WHAT THE TASK REQUIRES = Pick up the article about Lucy's work on business succession after its last sentence and continue it.

=== EXTRACTED TEXT ===

Lucy, along with the business experts she headhunts especially for each individual project, works with private and family company clients across the country.
In the most part, this has centred around succession as a company owner steps away from the daily management of the company – but remains a shareholder – while the operations are undertaken by a management team.
“We help with recruiting the management team and putting in place mechanisms for those people to make decisions,” explains Lucy.
“We also assist the owner, who, as you can imagine, has been used to making all the decisions, move into the role of shareholder and instruct them on what kinds of questions they should be asking, how often they should be asking for information and what information they are entitled to.
Often the relationships between The Alchemists and the clients go on for many years.
“In succession, you can be dealing with very sensitive issues and we have to build trust,” Lucy says.
“We are always very clear with our clients that, unlike business coaching and mentoring which tends to centre around the individual, we will always put the business needs first. The result is that we often tell business owners things that are difficult for them to hear.”
Lucy also espouses the importance of looking at succession planning as early as possible to family businesses.
“The really clever families and entrepreneurs think about succession early on so it doesn’t become a problem,” she says.
“It’s a bit like driving a car: if you’re scanning the road, you can see potential hazards in plenty of time and do something about it. If you leave it to the last minute, it’s much riskier. You have to slam on your brakes and that’s when accidents can happen.”
Away from The Alchemists, Lucy continues to work on a variety of projects that centre around UK business. She is currently chair of the Enterprise Research Centre (UK) which is working with five universities, four banks, two governmental departments and one research council to build a body of authoritative data to determine whether government policies will help small and medium-sized businesses. She is also chair of the Asset Based Finance Association which looks to provide a reliable and high quality regulatory body for the sector.
Lucy has been a vocal Remain supporter and took part in many expert panel debates leading up to the EU referendum.

=== STORED DATA ===

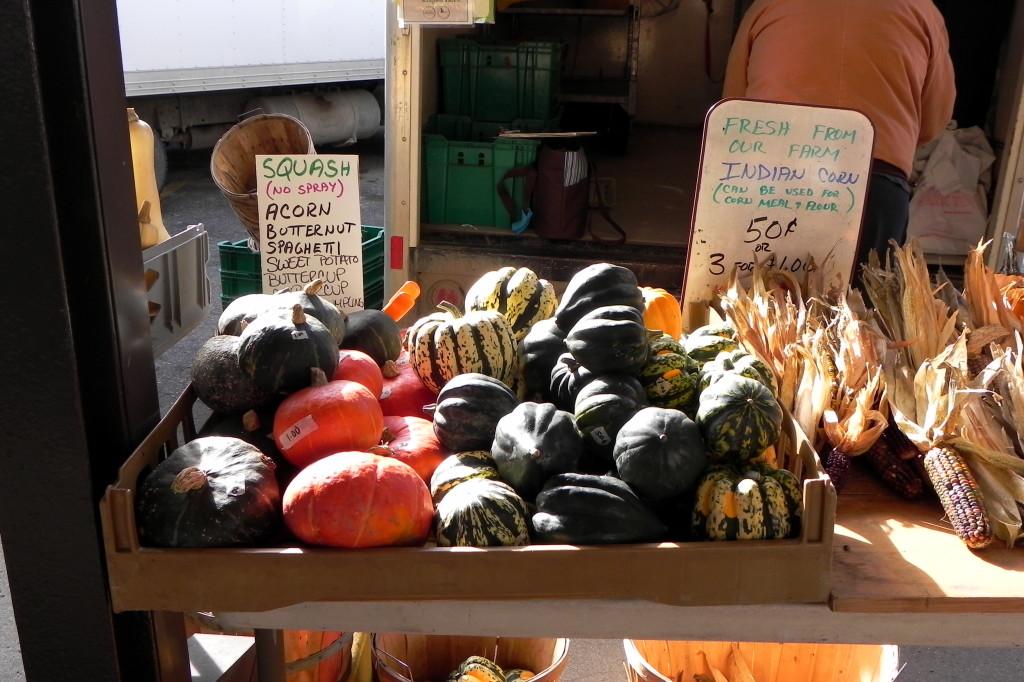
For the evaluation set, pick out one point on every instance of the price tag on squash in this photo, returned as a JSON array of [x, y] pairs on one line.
[[779, 184], [310, 224]]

===

TASK ANSWER =
She continues to advocate the benefits of EU membership and the 48-year-old suspects she will be seeing fallout from Brexit for the rest of her working life.
“It’s going to be a very long process and some elements may take decades to settle down,” she says.
“Businesses thrive when there is stability and certainty. Smaller businesses have fewer resources to keep scanning the environment but they just have to get on with what they do best, not worry about things they can’t control and respond fast to changes that do arise.”
Given the theme of this issue, I am also keen to ask Lucy her opinion about gender equality in business.
“In my career, I have gone from absolutely the only woman in the boardroom to one of some. Do I think a 50/50 ratio is going to happen? No. Do I want to see that happen? No. I don’t like tokenism. I don’t want to believe I’m in a boardroom because I have two X chromosomes instead of an X and a Y. Similarly, I don’t think men want that either.”
Lucy also tells me about a conversation she had just days before we met.
“I was at Stiller [a North East family run logistics company] and we were discussing why there weren’t more women truck drivers. [Commercial manager] Matthew Spiller told me that he believed it wasn’t because truck driving was about being macho or strong – it’s actually now much more about administration and customer service. Instead, he said, women weren’t attracted to truck driving because there are very few places where a truck can actually stop and the drivers can have their lunch and go to the toilet. He went on to say that if we were really serious about attracting more women into logistics and distribution, then the infrastructure on major roads needs to be looked at.
“I thought that was fascinating,” Lucy continues. “It’s something I had never thought about. But of course – as we know – it’s much easier for a man to go for a wee by the side of a motorway than it is for a woman,” she adds with a smile.
The conversation at the logistics facility has clearly provided Lucy with something new to pique her interest. It has also added to her arsenal of anecdotes that I’m sure she will continue to draw on to inform, inspire and challenge those who come into contact with this formidable authority on business.